_ACTIONS TO TAKE_
1. Please reproduce the Bayesian junk filter page from "This page tries" to "headers, attachments, etc.".
2. List every value the Bayesian junk filter page gives as a current possible "junkscore" for a message.
3. Answer these questions from the Bayesian junk filter page:
(a) What usually divides a message into tokens?
(b) In which file are the counts of each token's occurrences stored?
(c) What values can "junkscoreorigin" currently take?

───── DOCUMENT ─────

User:Mnyromyr:BayesFacts

From MozillaWiki
Jump to: navigation, search

← back to User:Mnyromyr

This page tries to assemble some facts about the way the Bayesian junk filter works in SeaMonkey/Thunderbird, as seen from a programmer's perspective. It does not intend to explain how to set it up or use it, see your applications's help for that.

Basics

  • Messages are split into tokens, usually devided by whitespace, but we also generate special tokens for headers, attachments, etc.
  • For each token, we store the number of its occurences in good ("ham") and bad ("junk") messages in the training.dat file.
    This data is used later by the Bayesian filter to decide whether an entire message itself is good or bad.
  • For each message, we store its "junkscore" (currently either "0" or "100" or "") and the "junkscoreorigin" (currently either "plugin" or "user") as a string property on its nsMsgHdr.

───── ENTRIES SUPPLIED ─────

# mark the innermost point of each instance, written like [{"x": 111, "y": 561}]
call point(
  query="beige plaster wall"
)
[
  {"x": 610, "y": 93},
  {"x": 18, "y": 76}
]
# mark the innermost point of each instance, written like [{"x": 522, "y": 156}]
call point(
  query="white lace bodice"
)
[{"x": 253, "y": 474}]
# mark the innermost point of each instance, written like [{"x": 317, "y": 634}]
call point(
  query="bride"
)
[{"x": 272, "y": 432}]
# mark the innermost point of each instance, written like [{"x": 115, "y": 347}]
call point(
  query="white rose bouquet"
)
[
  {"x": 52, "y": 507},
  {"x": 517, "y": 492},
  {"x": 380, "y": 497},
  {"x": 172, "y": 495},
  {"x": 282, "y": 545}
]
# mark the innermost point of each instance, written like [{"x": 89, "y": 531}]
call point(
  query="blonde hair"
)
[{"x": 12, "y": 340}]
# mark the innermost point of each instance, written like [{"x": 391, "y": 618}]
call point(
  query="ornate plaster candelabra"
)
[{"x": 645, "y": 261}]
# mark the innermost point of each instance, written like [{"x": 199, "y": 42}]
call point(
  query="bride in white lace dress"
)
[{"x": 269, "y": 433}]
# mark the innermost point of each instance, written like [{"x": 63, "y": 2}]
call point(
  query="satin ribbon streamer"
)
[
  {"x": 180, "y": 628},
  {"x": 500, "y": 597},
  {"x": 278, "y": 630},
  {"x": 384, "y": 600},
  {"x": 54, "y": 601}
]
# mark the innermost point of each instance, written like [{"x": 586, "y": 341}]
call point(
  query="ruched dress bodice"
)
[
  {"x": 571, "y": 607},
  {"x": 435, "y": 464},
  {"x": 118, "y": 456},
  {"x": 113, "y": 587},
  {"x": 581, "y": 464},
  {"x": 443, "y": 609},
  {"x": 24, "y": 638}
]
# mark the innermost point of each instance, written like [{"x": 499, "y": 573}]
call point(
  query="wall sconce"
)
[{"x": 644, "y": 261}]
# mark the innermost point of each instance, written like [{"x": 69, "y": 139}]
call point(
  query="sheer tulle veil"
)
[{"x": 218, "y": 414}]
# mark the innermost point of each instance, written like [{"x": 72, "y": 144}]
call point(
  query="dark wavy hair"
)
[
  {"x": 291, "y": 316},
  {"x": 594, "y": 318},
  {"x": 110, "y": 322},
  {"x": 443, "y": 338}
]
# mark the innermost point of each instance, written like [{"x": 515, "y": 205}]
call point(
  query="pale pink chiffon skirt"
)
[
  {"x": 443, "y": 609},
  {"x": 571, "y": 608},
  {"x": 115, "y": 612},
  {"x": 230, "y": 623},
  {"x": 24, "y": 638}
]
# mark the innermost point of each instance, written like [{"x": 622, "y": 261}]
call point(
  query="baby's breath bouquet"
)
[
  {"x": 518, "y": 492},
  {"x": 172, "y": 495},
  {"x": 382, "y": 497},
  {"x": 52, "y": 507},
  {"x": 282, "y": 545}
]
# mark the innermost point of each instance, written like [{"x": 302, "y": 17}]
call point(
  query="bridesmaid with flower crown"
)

─────

_WRITTEN ANSWERS_
1.
This page tries to assemble some facts about the way the Bayesian junk filter works in SeaMonkey/Thunderbird, as seen from a programmer's perspective. It does not intend to explain how to set it up or use it, see your applications's help for that.

Basics

  • Messages are split into tokens, usually devided by whitespace, but we also generate special tokens for headers, attachments, etc.

2.
"0"
"100"
"" (an empty string)

3.
(a) Whitespace.
(b) The training.dat file.
(c) "plugin" or "user".